[Raw records]

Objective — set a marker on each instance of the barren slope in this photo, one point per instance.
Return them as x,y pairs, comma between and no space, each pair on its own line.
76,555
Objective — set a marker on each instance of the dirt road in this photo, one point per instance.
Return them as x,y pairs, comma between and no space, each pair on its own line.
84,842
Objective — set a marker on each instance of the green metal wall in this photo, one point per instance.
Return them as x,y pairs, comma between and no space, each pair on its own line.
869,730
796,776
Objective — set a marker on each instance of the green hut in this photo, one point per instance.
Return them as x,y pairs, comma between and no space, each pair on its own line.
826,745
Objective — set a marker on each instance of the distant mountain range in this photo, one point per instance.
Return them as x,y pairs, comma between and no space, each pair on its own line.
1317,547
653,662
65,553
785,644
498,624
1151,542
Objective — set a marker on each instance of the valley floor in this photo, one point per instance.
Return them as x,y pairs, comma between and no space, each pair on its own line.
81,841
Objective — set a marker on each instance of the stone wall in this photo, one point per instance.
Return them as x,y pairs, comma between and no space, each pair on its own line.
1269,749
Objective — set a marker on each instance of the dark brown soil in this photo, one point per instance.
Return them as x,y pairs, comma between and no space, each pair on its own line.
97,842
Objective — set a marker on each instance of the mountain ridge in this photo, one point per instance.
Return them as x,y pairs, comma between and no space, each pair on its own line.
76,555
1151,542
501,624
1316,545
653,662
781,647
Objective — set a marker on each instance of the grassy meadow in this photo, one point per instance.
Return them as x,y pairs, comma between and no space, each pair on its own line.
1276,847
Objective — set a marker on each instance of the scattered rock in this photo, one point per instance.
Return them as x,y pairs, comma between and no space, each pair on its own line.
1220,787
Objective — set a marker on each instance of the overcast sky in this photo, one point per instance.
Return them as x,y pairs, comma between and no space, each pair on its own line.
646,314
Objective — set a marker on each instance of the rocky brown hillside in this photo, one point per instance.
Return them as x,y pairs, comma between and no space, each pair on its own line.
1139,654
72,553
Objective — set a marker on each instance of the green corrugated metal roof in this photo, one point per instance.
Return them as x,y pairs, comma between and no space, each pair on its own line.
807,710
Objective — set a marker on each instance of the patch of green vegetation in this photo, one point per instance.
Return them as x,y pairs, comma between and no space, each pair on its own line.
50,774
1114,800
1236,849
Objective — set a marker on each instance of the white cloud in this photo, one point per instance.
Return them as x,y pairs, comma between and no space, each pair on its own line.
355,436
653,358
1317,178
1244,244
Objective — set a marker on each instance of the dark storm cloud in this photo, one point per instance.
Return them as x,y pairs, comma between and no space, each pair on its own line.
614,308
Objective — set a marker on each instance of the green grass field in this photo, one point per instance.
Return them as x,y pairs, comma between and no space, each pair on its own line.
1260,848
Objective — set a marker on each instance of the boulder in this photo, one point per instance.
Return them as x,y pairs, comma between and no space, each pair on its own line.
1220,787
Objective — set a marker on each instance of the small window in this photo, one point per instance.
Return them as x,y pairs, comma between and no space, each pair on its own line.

» Work to be completed
Your task is to return, exactly and on their own, the lines from the one containing "Objective — set a marker on each instance of the rocky" through the last line of the listing.

» Final result
Objective — set a marker on each instance of the rocky brown hillside in this photo, one point per instance.
Return them as x,y pairs, comma between and no space, each pair on its own line.
1139,654
72,553
Objective — set a marker on each instance of the green corrugated metal roof in this photo, one point per instance.
Return them as x,y pairs, comma between and no space, each pair on its own line.
807,710
Objective — set a marker on each instance of the patch of green vegetation in this photo, one point per instance.
Return them as x,y pairs, comma between and no space, each pair on its own line.
50,774
1114,800
1236,849
Objective — set a marker on each instance of the white cloud in this photo, one point per instance.
Return them as x,y pairs, comma between and no space, each pair on its own line.
355,436
653,358
1317,178
1244,244
Objective — set a marker on each instance of the dark storm cloud in this photo, one point per instance.
Return them as x,y pairs, comma between and no space, each pair on its own line.
614,308
Objective — set a marker on each instance of the green grass field in this photo, one point per instance.
Return them as x,y pairs, comma between and no space, each pair on its own line.
1260,848
Objective — set a marker on each instance of the boulder in this photo, one point per instance.
Return them as x,y pairs, comma between and no space, each pair on its own line.
1220,787
Objective — set a marker on each instance of the small window in this photo, one point per instance.
Return them as x,y pairs, comma between and no space, each pair on its own line.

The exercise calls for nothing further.